-- START The data --

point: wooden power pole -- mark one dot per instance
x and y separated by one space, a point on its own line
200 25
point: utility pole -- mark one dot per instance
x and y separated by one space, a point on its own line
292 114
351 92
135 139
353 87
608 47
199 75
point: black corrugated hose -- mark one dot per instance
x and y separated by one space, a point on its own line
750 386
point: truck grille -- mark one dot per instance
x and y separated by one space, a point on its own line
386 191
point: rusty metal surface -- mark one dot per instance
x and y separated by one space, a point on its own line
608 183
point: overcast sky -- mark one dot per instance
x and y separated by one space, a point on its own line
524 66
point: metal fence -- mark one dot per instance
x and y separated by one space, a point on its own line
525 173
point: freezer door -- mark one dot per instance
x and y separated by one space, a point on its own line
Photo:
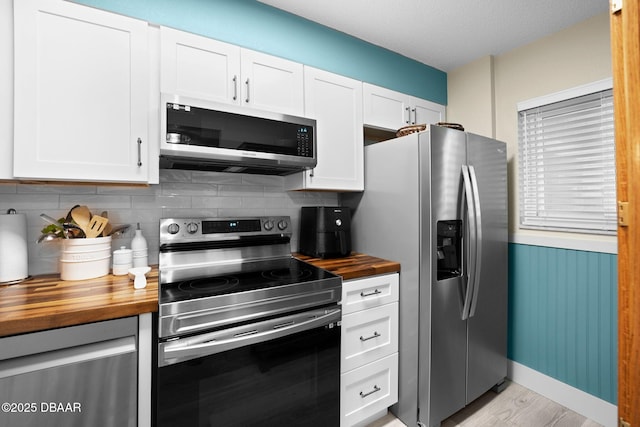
442 384
487 324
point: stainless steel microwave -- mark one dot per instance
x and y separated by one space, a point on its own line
203 135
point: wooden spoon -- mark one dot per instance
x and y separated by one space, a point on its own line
96 225
82 216
107 228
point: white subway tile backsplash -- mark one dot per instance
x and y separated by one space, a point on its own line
170 175
179 194
216 202
189 189
8 187
216 178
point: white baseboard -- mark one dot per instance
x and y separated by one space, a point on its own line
570 397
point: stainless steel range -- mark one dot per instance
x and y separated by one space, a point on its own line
247 334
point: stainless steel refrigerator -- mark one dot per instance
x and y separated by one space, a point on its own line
436 201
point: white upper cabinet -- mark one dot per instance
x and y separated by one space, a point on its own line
6 88
271 83
203 68
81 94
391 110
335 102
199 67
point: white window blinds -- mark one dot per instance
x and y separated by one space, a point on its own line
567 175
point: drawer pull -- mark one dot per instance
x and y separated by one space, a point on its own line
375 389
376 292
375 335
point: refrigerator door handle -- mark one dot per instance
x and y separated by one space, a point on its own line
471 267
478 240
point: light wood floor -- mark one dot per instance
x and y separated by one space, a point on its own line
516 406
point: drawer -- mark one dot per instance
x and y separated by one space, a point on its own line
370 292
368 390
368 335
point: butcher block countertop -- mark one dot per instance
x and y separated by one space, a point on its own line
46 302
355 266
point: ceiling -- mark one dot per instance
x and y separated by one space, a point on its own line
445 34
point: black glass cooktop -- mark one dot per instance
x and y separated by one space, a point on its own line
248 277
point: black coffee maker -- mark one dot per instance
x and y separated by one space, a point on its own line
325 231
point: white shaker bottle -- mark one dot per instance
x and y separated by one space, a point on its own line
139 248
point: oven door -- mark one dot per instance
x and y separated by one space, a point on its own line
278 372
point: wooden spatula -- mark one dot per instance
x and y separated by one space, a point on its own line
81 215
96 225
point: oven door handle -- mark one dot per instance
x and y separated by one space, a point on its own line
183 349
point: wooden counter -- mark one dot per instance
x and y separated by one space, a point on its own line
46 302
355 266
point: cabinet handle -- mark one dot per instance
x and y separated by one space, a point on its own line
235 87
375 389
375 335
139 152
370 294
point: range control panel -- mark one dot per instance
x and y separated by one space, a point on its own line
203 229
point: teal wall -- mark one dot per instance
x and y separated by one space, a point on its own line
563 316
257 26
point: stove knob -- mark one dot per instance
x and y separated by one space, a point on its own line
192 227
173 228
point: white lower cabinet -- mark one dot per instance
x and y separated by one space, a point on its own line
369 380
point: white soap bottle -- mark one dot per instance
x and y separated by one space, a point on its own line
139 248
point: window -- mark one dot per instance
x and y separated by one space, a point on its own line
566 147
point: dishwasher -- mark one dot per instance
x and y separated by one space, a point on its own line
75 376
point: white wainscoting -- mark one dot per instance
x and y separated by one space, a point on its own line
578 401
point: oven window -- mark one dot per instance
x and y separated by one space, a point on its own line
289 381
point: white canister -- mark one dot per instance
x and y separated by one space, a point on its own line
14 258
122 261
139 248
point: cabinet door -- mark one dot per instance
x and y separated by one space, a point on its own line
81 93
427 112
335 102
391 110
199 67
6 88
272 84
385 108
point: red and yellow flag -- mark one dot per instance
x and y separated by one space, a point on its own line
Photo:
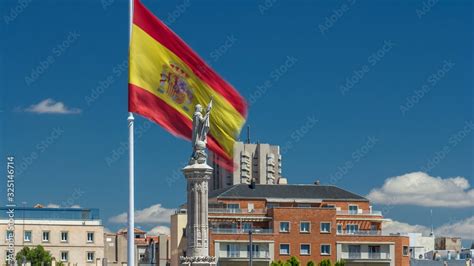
167 79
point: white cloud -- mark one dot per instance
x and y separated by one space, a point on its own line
159 230
153 214
456 228
400 227
50 106
421 189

-- END The data --

**What is asked**.
Omit the pictures, then extract verbatim only those lines that fall between the line containing "point: dishwasher -- mark" and the final line of the records above, both included.

**Expected output**.
point: dishwasher -- mark one dot per instance
x and y separated by one space, a point on its own line
75 376
point: white wainscoting -- mark one dot per instance
x and y separated by one space, a point on its own line
578 401
point: oven window -- mark one dot per instance
x and y separated by one space, a point on its own line
289 381
point: white canister -- mark one dot per instance
x and y separated by one space, a point on its own line
14 258
122 261
139 248
point: cabinet door -- mark one dot per instance
x and y separated by one space, a point on its own line
81 93
427 112
335 102
391 110
199 67
6 88
272 84
385 108
point: red and yellow flag -- mark one dot per instance
x and y separated by one space, a point on its own line
Photo:
167 79
point: white cloud -- mark one dot per instance
x and y separated by one space, a point on its own line
159 230
153 214
456 228
400 227
50 106
421 189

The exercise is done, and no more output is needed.